> _TEXTO_:
━━━━━━━━━━━━━━━━━━━━
La economía dominicana se ha destacado por un continuo crecimiento que asombra a los expertos tanto a nivel nacional como internacional. Sin embargo, junto a este crecimiento persiste una amplia brecha de pobreza que no se corresponde con el incremento progresivo que se anuncia con frecuencia. Esto se refleja, especialmente, en la juventud de familias de bajos ingresos, donde se evidencia una clara disociación entre crecimiento económico y desarrollo humano.
Dentro de esta realidad, la propina juega un papel importante en la informalidad laboral dominicana. En lugar de ser una gratificación voluntaria por un buen servicio, se ha convertido en una fuente de ingreso indispensable para muchos trabajadores, y a la vez, en una forma mediante la cual algunos empleadores evaden responsabilidades laborales y de seguridad social. Este fenómeno también implica un costo adicional para los consumidores y usuarios de servicios.
En los supermercados y grandes almacenes observamos la competencia entre empacadores y empujadores de carritos que buscan recibir una propina —a veces generosa, otras veces escasa— de los clientes. Al final de la jornada, este dinero constituye su ingreso principal, sin que la empresa asuma el pago correspondiente por el servicio que prestan.
Otra manifestación de esta práctica se da en las calles. Jóvenes sin oportunidades han convertido los espacios públicos en su medio de sustento. Cuando acudimos a realizar diligencias, asistir al médico o divertirnos, debemos pagar una propina para poder estacionar y asegurar el cuidado del vehículo, ya que la inseguridad ciudadana nos obliga a aceptar este tipo de “servicios” informales.
En hoteles y restaurantes, la propina obligatoria del 10 % establecida por ley suele acompañarse de una propina adicional voluntaria que deja el cliente.
Los semáforos también se han transformado en puntos de trabajo improvisados, donde limpiavidrios o lavadores, en ocasiones hasta agresivos, ofrecen o imponen sus servicios a cambio de una propina. Muchas veces se trata de personas —incluso niños— en situación de vulnerabilidad, desatendidos por sus familias o por las instituciones públicas.
━━━━━━━━━━━━━━━━━━━━
(Registros extraídos de una colección)
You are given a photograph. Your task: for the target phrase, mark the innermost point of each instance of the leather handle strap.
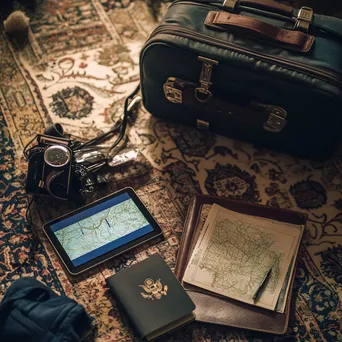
(268, 5)
(293, 40)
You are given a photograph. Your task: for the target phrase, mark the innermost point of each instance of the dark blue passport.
(151, 298)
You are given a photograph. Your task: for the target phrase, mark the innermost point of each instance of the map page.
(103, 231)
(234, 252)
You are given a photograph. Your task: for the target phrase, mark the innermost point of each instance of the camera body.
(52, 169)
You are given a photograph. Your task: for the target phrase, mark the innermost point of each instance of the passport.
(151, 299)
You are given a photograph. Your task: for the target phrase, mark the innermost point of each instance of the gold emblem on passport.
(154, 290)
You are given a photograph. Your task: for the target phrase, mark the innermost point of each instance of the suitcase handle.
(268, 5)
(292, 40)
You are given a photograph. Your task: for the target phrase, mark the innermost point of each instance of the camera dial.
(57, 156)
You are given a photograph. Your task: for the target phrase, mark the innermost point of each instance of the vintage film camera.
(66, 168)
(52, 169)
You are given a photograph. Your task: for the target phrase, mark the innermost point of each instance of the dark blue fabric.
(31, 312)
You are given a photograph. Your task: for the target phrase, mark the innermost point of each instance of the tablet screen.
(101, 228)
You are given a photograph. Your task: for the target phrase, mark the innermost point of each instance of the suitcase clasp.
(202, 93)
(304, 19)
(276, 120)
(172, 93)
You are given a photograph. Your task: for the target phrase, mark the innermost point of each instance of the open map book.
(234, 252)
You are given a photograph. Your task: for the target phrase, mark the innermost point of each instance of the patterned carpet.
(81, 62)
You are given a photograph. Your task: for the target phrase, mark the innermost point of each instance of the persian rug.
(81, 61)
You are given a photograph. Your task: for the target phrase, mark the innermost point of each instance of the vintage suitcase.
(254, 70)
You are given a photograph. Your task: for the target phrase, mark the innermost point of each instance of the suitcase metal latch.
(171, 92)
(276, 120)
(202, 93)
(304, 19)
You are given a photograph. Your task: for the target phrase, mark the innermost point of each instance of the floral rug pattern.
(81, 61)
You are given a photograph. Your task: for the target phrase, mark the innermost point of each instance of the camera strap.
(56, 130)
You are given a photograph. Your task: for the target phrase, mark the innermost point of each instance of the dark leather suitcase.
(254, 70)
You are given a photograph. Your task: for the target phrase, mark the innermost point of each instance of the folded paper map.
(235, 251)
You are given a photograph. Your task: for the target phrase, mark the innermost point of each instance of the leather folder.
(215, 309)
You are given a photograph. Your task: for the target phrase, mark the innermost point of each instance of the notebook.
(226, 311)
(151, 299)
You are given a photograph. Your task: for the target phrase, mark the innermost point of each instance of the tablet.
(101, 230)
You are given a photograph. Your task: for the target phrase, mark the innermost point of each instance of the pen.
(262, 286)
━━━━━━━━━━━━━━━━━━━━
> _CONSIGNA_:
De acuerdo con el texto sobre la propina en la economía dominicana, ¿qué porcentaje de propina obligatoria fija la ley en hoteles y restaurantes? Los datos no guardan relación alguna con el texto.

> _RESPUESTA_:
La ley fija una propina obligatoria del 10 %.